### PROVIDED DATA

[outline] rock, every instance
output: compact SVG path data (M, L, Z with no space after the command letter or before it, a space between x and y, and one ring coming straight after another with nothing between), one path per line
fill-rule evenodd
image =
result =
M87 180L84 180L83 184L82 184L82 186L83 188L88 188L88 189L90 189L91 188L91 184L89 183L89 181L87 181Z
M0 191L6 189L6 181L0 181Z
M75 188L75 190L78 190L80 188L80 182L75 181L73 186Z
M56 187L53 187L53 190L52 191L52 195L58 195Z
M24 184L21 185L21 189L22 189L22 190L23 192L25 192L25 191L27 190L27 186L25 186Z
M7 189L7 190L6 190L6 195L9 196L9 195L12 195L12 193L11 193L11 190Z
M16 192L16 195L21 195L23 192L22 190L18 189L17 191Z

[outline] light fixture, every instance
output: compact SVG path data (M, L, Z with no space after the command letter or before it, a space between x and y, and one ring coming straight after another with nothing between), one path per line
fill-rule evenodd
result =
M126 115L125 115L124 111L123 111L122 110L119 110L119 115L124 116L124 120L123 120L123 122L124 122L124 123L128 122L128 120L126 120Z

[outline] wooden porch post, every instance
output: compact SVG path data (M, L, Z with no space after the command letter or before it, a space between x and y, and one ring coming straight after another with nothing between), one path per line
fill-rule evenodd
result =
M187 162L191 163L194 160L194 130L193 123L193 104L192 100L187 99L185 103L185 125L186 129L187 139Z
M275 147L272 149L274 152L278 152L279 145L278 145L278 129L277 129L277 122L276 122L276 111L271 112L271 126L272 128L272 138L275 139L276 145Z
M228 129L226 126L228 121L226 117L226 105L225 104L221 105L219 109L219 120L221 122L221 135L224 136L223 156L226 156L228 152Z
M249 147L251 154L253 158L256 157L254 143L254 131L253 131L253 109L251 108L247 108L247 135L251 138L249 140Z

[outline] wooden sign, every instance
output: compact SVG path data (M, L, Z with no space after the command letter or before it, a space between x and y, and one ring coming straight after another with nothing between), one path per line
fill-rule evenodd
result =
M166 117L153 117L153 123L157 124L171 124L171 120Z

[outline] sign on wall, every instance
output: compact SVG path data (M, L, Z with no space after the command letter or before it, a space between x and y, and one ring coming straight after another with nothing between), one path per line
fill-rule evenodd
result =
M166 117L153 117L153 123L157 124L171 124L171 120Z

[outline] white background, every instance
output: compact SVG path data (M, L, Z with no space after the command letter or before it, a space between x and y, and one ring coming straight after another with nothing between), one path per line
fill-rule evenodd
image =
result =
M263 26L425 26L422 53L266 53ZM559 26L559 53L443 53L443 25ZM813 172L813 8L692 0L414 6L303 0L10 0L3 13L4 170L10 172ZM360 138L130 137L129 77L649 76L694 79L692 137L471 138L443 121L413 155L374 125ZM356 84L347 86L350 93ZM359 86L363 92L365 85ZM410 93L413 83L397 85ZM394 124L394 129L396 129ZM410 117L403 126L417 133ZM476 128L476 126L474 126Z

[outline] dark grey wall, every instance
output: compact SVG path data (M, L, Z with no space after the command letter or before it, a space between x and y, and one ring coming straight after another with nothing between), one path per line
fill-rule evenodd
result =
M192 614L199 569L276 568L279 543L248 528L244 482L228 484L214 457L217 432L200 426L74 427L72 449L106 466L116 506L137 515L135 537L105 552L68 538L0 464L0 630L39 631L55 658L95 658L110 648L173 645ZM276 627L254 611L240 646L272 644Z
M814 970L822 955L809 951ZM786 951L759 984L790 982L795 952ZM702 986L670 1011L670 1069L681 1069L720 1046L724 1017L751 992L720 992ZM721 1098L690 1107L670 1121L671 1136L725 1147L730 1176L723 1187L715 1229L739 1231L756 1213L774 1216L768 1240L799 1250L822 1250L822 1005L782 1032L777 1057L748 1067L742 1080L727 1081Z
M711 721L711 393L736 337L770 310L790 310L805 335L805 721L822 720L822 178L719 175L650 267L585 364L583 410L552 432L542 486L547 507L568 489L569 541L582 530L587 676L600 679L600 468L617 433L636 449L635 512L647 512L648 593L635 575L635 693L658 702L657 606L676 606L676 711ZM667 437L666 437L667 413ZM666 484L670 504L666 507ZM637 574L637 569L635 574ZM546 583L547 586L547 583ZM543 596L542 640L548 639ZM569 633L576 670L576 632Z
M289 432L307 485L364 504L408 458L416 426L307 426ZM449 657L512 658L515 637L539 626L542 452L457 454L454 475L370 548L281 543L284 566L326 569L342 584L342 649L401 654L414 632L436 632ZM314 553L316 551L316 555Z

######

*INSTRUCTIONS TO FOLLOW:* Write out every entry above, word for word.

*FINISHED EXERCISE:*
[outline] rock, every instance
output: compact SVG path data (M, L, Z with no space after the command letter or before it, a space between x and y, and one ring coming straight after another with nothing between), one path per line
fill-rule evenodd
image =
result =
M87 180L84 180L83 184L82 184L82 186L83 188L88 188L88 189L90 189L91 188L91 184L89 183L89 181L87 181Z
M0 191L6 189L6 181L0 181Z
M75 188L75 190L78 190L80 188L80 182L75 181L73 186Z
M56 187L53 187L53 190L52 191L52 195L58 195Z
M24 184L21 185L21 189L22 189L22 190L23 192L25 192L25 191L27 190L27 186L25 186Z
M7 189L7 190L6 190L6 195L9 196L9 195L12 195L12 193L11 193L11 190Z
M16 192L16 195L21 195L23 192L22 190L18 189L17 191Z

[outline] light fixture, every instance
output: compact SVG path data (M, L, Z with no space after the command letter or before it, a space between x and y, and one ring coming straight after another with nothing between), one path per line
fill-rule evenodd
result =
M126 115L125 115L124 111L123 111L122 110L119 110L119 115L124 116L124 120L123 120L123 122L124 122L124 123L128 122L128 120L126 120Z

[outline] wooden porch post, every instance
output: compact SVG path data (M, L, Z with no space after the command letter or before it, a space between x and y, and one ring coming straight after another with nothing between), one path per line
fill-rule evenodd
result =
M187 162L191 163L194 160L194 130L193 123L193 104L192 100L187 99L185 103L185 125L186 129L187 139Z
M275 147L272 149L274 152L278 152L279 145L278 145L278 129L277 129L277 122L276 122L276 111L271 112L271 126L272 128L272 138L275 139L276 145Z
M228 129L226 126L228 121L226 117L226 105L225 104L221 105L219 109L219 120L221 122L221 135L224 136L223 156L226 156L228 152Z
M249 147L251 154L253 158L256 157L254 143L254 131L253 131L253 109L251 108L247 108L247 135L251 138L249 140Z

[outline] wooden sign, every instance
output: compact SVG path data (M, L, Z with no space after the command letter or before it, a space between x and y, and one ring coming straight after another with nothing between), one path per line
fill-rule evenodd
result =
M166 117L153 117L153 123L157 124L171 124L171 120Z

[outline] sign on wall, every instance
output: compact SVG path data (M, L, Z with no space after the command letter or before it, a space between x and y, and one ring coming straight after another with nothing between), one path per line
fill-rule evenodd
result =
M166 117L153 117L153 123L157 124L171 124L171 120Z

[outline] white background, every instance
output: compact SVG path data (M, L, Z with no space after the command letter or before it, a space between x and y, and one ring coming straight after another with nothing between), one path per line
fill-rule evenodd
image =
result =
M263 26L425 26L422 53L266 53ZM559 26L559 53L443 53L443 25ZM813 172L813 8L692 0L414 6L303 0L10 0L3 13L4 170L10 172ZM360 138L130 137L129 77L649 76L694 79L692 137L471 138L443 121L413 155L374 125ZM356 84L347 86L350 93ZM359 86L363 92L365 85ZM410 93L413 83L397 85ZM394 124L394 129L396 129ZM410 117L403 126L417 133ZM476 128L476 126L474 126Z

[outline] dark grey wall, every instance
output: compact SVG path data (M, L, Z with no space after the command letter or before it, a space between x and y, and one ring coming straight after another with nothing between), one path per line
fill-rule evenodd
result =
M192 614L199 569L276 568L279 543L248 528L244 482L228 484L214 457L217 432L200 426L74 427L72 449L106 466L116 506L137 515L135 537L105 552L68 538L0 464L0 630L39 631L55 658L95 658L110 648L173 645ZM276 627L254 611L240 646L272 644Z
M814 970L822 955L809 951ZM786 951L759 984L790 982L795 952ZM702 986L670 1011L670 1069L681 1069L720 1046L724 1017L751 992L720 992ZM721 1098L690 1107L670 1121L671 1136L725 1147L730 1176L723 1187L715 1229L739 1231L756 1213L774 1216L768 1240L799 1250L822 1250L822 1005L782 1032L777 1057L748 1067L742 1080L727 1081Z
M711 721L711 393L736 337L770 310L790 310L805 335L805 721L822 720L822 178L719 175L650 267L585 364L583 410L552 432L542 486L547 507L568 489L569 541L582 530L587 676L600 679L600 468L617 433L636 449L635 512L647 512L648 593L635 575L635 693L658 702L657 606L676 606L676 711ZM667 437L666 437L667 413ZM666 484L670 504L666 507ZM637 574L637 569L635 574ZM546 583L547 586L547 583ZM543 596L542 640L548 639ZM569 633L576 670L576 632Z
M289 432L307 485L364 504L408 458L416 426L307 426ZM449 657L512 658L515 637L539 626L542 452L457 454L454 475L370 548L281 543L284 566L326 569L342 584L342 649L401 654L414 632L436 632ZM314 553L316 551L316 555Z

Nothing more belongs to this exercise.